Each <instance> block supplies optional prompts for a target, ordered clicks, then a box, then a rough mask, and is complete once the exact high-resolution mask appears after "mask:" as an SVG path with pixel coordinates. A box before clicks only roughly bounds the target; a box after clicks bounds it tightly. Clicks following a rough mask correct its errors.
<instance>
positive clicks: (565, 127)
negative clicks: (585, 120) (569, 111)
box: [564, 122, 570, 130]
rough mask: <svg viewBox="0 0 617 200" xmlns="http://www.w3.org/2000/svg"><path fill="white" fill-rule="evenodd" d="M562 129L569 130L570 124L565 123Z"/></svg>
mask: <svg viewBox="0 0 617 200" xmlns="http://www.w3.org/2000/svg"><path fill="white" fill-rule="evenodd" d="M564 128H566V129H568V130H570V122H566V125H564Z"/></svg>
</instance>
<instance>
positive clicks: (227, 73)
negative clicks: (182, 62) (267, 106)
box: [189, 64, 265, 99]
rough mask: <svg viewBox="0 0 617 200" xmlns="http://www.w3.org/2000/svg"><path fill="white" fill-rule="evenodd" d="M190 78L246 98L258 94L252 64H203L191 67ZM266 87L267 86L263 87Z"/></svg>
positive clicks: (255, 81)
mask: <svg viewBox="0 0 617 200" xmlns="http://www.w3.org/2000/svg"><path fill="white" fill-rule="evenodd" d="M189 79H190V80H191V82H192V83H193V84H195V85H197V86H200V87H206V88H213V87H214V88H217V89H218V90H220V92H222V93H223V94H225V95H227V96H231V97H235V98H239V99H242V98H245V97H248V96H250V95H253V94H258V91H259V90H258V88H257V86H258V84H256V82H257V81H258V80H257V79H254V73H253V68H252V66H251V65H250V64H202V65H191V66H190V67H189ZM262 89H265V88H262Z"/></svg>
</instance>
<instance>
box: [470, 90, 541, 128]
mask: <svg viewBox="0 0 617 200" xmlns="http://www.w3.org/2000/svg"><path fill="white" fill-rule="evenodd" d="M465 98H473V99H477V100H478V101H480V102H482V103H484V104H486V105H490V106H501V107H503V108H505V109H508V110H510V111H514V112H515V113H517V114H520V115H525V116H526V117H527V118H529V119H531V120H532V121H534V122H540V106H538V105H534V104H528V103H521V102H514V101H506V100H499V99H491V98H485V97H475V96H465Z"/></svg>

———

Reproduce the entire listing above line for line, with no changes to any character.

Each <instance> block supplies optional prompts for a target, ordered clicks, then a box, then a rough mask, and is complete once the exact high-resolution mask appears after "mask:" as an SVG path with pixel coordinates. A box before clicks only roughly bounds the target; a box after clicks bounds it tightly. Clicks following a rough mask correct its errors.
<instance>
positive clicks: (565, 127)
negative clicks: (585, 120) (569, 111)
box: [564, 122, 570, 130]
rough mask: <svg viewBox="0 0 617 200" xmlns="http://www.w3.org/2000/svg"><path fill="white" fill-rule="evenodd" d="M562 129L569 130L570 124L565 123Z"/></svg>
mask: <svg viewBox="0 0 617 200" xmlns="http://www.w3.org/2000/svg"><path fill="white" fill-rule="evenodd" d="M564 128H566V129H568V130H570V122H566V125H564Z"/></svg>
</instance>
<instance>
positive clicks: (227, 73)
negative clicks: (182, 62) (267, 106)
box: [189, 64, 265, 99]
rough mask: <svg viewBox="0 0 617 200" xmlns="http://www.w3.org/2000/svg"><path fill="white" fill-rule="evenodd" d="M190 78L246 98L258 94L252 64H203L191 67ZM266 87L267 86L263 87Z"/></svg>
positive clicks: (255, 81)
mask: <svg viewBox="0 0 617 200" xmlns="http://www.w3.org/2000/svg"><path fill="white" fill-rule="evenodd" d="M189 79H190V80H191V82H192V83H193V84H195V85H197V86H200V87H206V88H213V87H214V88H217V89H218V90H220V92H222V93H223V94H225V95H227V96H231V97H235V98H239V99H242V98H245V97H248V96H250V95H253V94H258V91H259V90H258V88H257V86H258V84H256V82H257V81H258V80H257V79H254V73H253V68H252V66H251V65H250V64H202V65H191V66H190V67H189ZM262 89H265V88H262Z"/></svg>
</instance>
<instance>
box: [470, 90, 541, 128]
mask: <svg viewBox="0 0 617 200" xmlns="http://www.w3.org/2000/svg"><path fill="white" fill-rule="evenodd" d="M465 98H473V99H477V100H478V101H480V102H482V103H484V104H486V105H490V106H501V107H503V108H505V109H508V110H510V111H514V112H515V113H517V114H520V115H525V116H526V117H527V118H529V119H531V120H532V121H534V122H540V106H538V105H534V104H528V103H521V102H514V101H506V100H499V99H491V98H485V97H475V96H465Z"/></svg>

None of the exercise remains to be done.